TWOJE ZADANIA:
#1 Przepisz z fragmentu o pojęciu zdrady odcinek od „Kiedy w 1789” aż po „dopuścili się zdrady.”, bez żadnych zmian.
#2 Odpowiedz na pytania na podstawie fragmentu o pojęciu zdrady:
(a) W którym roku Adama Ponińskiego oskarżono o zdradę?
(b) Z którego roku pochodzi ustawa o sądzie sejmowym, która jeszcze bardziej rozszerzyła pojęcie zdrady?
(c) W definicjach z których lat mieściły się działania czołowych konfederatów?
#3 Kontynuuj fragment o pojęciu zdrady od miejsca, w którym się kończy.

FRAGMENT TEKSTU:
§ §

Kiedy w 1789 roku o zdradę został oskarżony Adam Poniński, sejm zmienił ustawę w taki sposób, by usunąć ów warunek. Retrospektywnie zastosował poprawione prawo do jego postępowania w latach 1772–1775. Ustawa o sądzie sejmowym z 1791 roku rozszerzyła pojęcie zdrady jeszcze bardziej. Jakkolwiek złożone były motywy czołowych konfederatów, ich opisane poniżej działania bez trudu mieściły się w definicjach z lat 1588 i 1601. Nie musimy przywoływać ustaw wydanych przez sejmy z 1776 roku oraz z lat 1788–1792, by uznać, że Stanisław Szczęsny Potocki, Franciszek Ksawery Branicki, Seweryn Rzewuski, Szymon Marcin Kossakowski, Józef Kossakowski i ich najbliżsi współpracownicy dopuścili się zdrady.

§ §

WIERSZE DANYCH:

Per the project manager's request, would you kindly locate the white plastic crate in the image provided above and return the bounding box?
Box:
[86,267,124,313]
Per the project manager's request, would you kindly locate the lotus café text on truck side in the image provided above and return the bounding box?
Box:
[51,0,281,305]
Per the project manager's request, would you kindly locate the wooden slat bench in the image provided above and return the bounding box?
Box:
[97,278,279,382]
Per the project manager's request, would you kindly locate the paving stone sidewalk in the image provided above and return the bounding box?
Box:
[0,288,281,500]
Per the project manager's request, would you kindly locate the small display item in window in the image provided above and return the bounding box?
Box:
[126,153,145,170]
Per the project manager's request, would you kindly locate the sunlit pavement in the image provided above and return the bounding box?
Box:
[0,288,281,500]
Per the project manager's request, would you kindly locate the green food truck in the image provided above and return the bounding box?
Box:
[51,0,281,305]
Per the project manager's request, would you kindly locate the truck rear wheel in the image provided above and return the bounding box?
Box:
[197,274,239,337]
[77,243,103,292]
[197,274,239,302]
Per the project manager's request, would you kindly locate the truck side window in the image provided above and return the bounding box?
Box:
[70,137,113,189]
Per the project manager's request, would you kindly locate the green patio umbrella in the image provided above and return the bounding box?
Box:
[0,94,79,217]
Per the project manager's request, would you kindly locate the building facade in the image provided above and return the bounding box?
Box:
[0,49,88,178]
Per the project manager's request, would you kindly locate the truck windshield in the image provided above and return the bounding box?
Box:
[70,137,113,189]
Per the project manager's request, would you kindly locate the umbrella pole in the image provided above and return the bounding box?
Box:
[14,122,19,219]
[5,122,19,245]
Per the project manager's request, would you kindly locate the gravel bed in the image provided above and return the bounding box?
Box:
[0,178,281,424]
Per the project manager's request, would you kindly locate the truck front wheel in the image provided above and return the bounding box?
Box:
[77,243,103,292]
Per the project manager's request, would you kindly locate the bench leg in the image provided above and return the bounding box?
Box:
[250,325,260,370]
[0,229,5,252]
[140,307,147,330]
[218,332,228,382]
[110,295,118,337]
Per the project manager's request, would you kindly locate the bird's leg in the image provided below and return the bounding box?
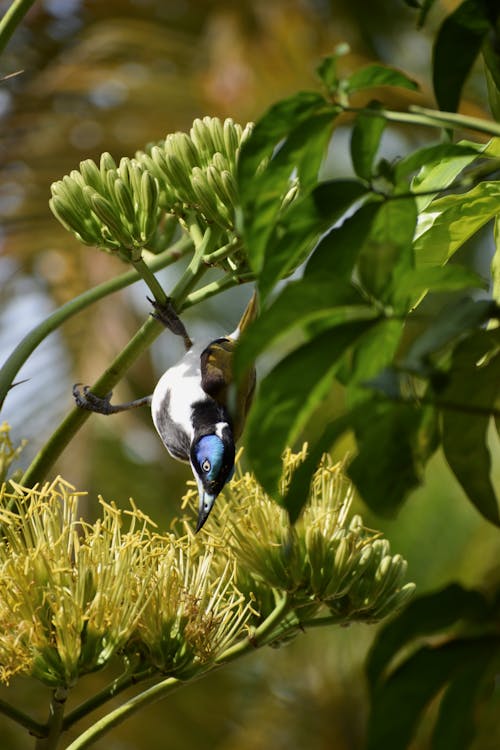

§ §

WYNIKI PO KOLEI:
#1
Kiedy w 1789 roku o zdradę został oskarżony Adam Poniński, sejm zmienił ustawę w taki sposób, by usunąć ów warunek. Retrospektywnie zastosował poprawione prawo do jego postępowania w latach 1772–1775. Ustawa o sądzie sejmowym z 1791 roku rozszerzyła pojęcie zdrady jeszcze bardziej. Jakkolwiek złożone były motywy czołowych konfederatów, ich opisane poniżej działania bez trudu mieściły się w definicjach z lat 1588 i 1601. Nie musimy przywoływać ustaw wydanych przez sejmy z 1776 roku oraz z lat 1788–1792, by uznać, że Stanisław Szczęsny Potocki, Franciszek Ksawery Branicki, Seweryn Rzewuski, Szymon Marcin Kossakowski, Józef Kossakowski i ich najbliżsi współpracownicy dopuścili się zdrady.

#2
(a) W 1789 roku.
(b) Z 1791 roku.
(c) Z lat 1588 i 1601.

#3
Marszałkiem koronnym konfederacji targowickiej został Stanisław Szczęsny Potocki. Ociężały umysłowo, cierpiący zapewne na dysleksję i dyspraksję oraz brak umiejętności skupienia uwagi, był jako dziecko kochany przez matkę, Annę Elżbietę, ale często łajany i bity przez ojca, Franciszka Salezego. U progu dojrzałości przeżył traumę. W październiku 1770 roku poślubił wbrew woli swego ojca, właściciela największej fortuny w Rzeczypospolitej, ukochaną szesnastoletnią Gertrudę Komorowską, córkę sąsiada, średniozamożnego szlachcica. Wkrótce potem Franciszek Salezy zmusił zastraszonego syna do zabiegów o unieważnienie tego małżeństwa i kazał swoim Kozakom porwać zapewne ciężarną Gertrudę, usiłującą uciec z klasztoru, w którym ją uwięziono. Uprowadzona dziewczyna zniknęła, być może w nurtach pobliskiej rzeki. W następnym roku Franciszek Salezy zmarł, zostawiając olbrzymie bogactwa swemu załamanemu synowi. Zanim doszło do rozstrzygnięcia zawiłej sprawy anulacji małżeństwa, na światło dzienne wyszły okoliczności śmierci porwanej kobiety. Komisja sejmowej delegacji skazała in absentia kilku służących Franciszka Salezego za jej porwanie i utopienie. Szczęsny, uznając „niebaczność” swego ojca, wypłacił rodzinie Komorowskich znaczne odszkodowanie.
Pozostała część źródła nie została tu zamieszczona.